Problem description: Could you report every line from the entries that includes the word "grass"?

### Input material

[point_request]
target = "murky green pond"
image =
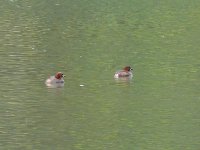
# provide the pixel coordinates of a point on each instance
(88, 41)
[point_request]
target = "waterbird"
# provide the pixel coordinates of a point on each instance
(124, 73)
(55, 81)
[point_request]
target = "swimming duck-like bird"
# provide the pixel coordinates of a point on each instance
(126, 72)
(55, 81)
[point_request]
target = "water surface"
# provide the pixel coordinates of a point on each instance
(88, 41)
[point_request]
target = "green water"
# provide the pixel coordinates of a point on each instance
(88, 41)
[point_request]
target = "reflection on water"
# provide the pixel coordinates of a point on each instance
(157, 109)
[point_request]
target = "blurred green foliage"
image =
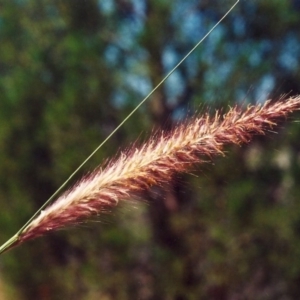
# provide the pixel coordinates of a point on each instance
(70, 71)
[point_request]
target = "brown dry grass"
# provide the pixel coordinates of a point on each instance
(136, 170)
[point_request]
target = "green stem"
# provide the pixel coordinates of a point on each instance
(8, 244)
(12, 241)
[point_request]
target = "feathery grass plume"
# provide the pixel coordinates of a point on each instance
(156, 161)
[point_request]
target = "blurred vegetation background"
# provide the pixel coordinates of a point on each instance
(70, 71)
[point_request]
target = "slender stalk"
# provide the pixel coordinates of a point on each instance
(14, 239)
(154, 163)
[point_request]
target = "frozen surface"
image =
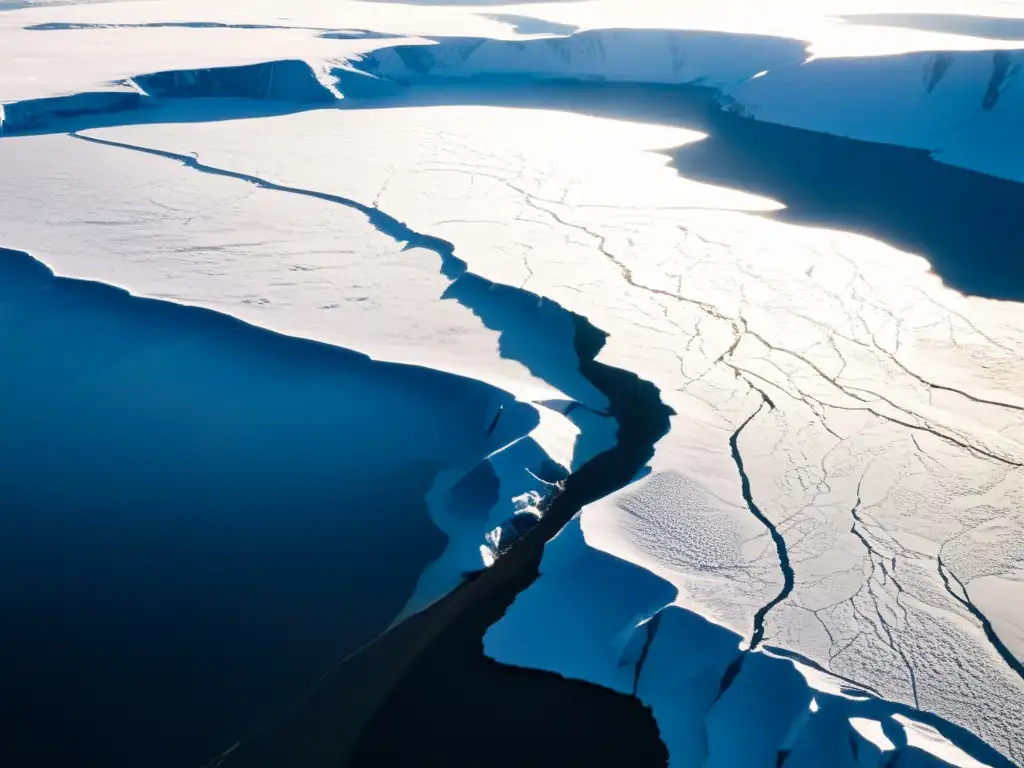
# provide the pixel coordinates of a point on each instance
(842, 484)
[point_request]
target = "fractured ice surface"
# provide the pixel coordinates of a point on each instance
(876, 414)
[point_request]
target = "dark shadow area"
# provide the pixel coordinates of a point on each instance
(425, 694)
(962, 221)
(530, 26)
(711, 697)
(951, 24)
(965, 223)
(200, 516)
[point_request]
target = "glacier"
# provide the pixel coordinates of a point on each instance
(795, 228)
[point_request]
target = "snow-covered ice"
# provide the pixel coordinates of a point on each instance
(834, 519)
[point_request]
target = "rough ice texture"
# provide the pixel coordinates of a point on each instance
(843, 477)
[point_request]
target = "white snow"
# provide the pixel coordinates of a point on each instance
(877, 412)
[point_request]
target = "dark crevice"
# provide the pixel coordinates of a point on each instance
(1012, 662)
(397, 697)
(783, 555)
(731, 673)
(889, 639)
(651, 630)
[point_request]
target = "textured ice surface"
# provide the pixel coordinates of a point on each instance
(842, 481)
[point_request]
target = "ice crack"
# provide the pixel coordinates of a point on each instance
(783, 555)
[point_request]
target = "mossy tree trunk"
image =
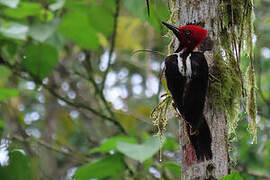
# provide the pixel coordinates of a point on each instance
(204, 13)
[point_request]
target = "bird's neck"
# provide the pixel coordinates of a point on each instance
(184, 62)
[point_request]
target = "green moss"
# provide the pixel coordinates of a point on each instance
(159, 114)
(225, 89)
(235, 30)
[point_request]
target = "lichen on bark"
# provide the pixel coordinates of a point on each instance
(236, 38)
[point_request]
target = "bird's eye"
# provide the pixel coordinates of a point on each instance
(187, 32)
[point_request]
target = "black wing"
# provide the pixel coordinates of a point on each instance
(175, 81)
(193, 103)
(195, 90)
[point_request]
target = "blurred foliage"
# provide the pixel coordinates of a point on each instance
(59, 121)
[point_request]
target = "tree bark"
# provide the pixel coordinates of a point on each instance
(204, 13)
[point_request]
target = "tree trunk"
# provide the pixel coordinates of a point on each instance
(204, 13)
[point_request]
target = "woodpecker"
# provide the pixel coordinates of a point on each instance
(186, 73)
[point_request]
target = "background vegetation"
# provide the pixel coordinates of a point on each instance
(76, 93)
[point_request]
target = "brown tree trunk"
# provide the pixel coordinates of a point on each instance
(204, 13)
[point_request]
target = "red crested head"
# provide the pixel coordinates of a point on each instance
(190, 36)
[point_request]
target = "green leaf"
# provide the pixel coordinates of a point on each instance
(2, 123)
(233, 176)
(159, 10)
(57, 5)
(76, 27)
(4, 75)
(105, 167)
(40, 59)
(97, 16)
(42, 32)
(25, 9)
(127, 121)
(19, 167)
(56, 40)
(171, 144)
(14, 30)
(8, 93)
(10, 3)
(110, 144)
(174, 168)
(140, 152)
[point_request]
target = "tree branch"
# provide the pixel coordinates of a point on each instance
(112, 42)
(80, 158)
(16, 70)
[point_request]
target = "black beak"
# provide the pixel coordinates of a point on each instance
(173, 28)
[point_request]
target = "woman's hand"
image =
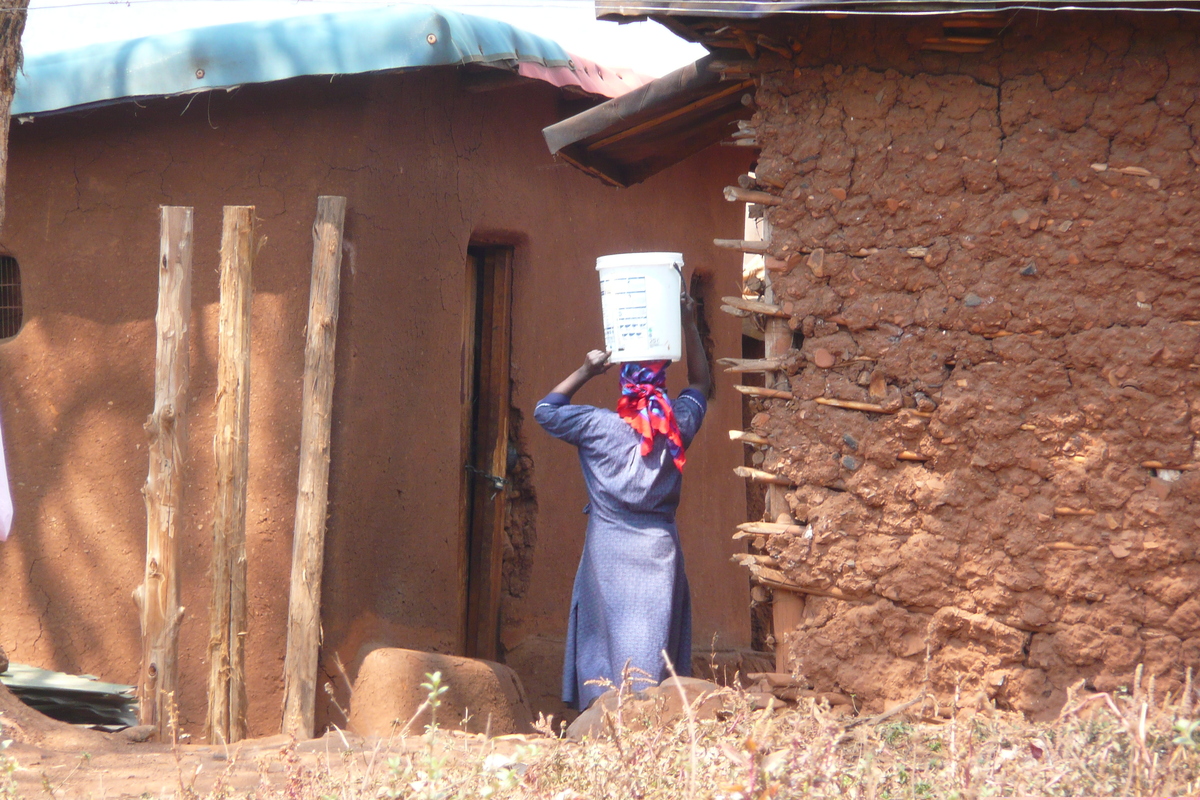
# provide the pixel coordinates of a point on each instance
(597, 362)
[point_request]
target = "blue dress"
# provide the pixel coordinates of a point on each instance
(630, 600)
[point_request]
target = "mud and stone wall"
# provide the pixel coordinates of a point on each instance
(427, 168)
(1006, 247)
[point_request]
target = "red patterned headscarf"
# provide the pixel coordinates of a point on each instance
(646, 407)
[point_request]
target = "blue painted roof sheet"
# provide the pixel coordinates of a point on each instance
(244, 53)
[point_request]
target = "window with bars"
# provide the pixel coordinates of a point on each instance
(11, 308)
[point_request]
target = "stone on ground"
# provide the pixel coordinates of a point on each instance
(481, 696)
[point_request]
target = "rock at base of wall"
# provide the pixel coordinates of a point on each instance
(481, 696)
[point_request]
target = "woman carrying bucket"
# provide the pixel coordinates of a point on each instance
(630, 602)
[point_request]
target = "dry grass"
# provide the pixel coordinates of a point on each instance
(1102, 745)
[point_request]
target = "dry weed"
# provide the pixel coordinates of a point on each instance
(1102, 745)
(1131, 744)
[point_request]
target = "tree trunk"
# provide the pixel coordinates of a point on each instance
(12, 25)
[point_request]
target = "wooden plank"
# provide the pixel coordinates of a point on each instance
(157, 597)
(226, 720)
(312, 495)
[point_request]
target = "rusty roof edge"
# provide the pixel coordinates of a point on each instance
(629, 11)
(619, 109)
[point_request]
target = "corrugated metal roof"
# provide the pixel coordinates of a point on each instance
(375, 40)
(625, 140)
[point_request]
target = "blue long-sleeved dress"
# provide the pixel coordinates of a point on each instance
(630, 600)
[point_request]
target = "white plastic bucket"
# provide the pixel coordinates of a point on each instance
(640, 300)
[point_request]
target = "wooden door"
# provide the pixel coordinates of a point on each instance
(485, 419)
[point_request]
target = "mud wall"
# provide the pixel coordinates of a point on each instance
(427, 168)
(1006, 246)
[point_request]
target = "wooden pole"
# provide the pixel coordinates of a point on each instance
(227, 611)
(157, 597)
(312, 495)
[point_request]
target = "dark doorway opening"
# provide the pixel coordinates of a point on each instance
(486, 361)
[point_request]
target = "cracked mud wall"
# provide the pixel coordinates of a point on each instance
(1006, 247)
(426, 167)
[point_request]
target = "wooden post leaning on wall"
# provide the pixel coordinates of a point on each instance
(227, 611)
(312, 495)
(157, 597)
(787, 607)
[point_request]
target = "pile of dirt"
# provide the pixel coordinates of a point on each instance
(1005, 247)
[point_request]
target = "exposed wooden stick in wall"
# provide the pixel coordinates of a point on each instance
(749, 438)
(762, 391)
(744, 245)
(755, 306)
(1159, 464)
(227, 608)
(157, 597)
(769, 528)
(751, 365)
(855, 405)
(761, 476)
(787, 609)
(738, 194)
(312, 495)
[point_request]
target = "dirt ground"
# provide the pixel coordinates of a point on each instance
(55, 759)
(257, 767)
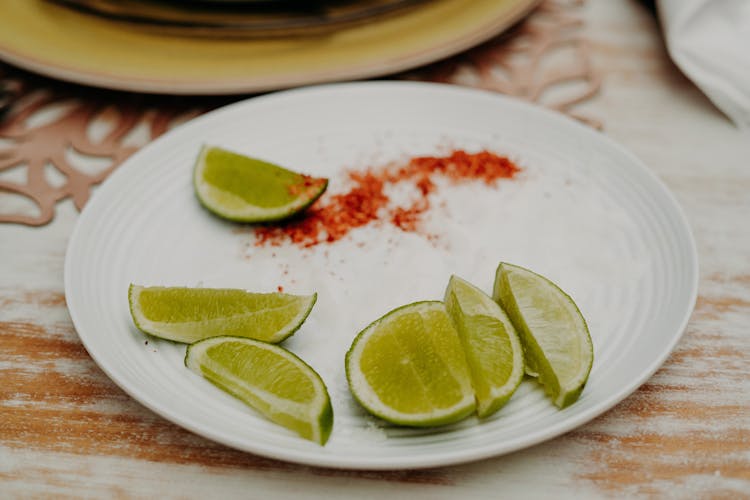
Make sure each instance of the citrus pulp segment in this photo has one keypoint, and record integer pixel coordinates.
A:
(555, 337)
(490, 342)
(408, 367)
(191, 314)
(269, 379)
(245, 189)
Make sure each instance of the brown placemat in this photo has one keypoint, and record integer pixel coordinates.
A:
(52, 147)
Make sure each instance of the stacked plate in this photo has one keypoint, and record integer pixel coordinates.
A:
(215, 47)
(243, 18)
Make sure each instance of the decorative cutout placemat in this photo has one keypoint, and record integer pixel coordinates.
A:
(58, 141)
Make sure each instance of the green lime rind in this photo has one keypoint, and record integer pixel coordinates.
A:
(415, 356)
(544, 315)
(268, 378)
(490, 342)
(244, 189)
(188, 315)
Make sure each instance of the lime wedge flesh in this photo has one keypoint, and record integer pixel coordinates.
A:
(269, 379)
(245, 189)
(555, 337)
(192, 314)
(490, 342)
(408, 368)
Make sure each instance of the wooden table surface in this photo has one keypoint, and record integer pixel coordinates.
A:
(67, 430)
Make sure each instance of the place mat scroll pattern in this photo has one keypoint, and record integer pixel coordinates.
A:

######

Answer to this problem:
target = "brown dry grass"
target = "feathery grass plume"
target = "dry grass"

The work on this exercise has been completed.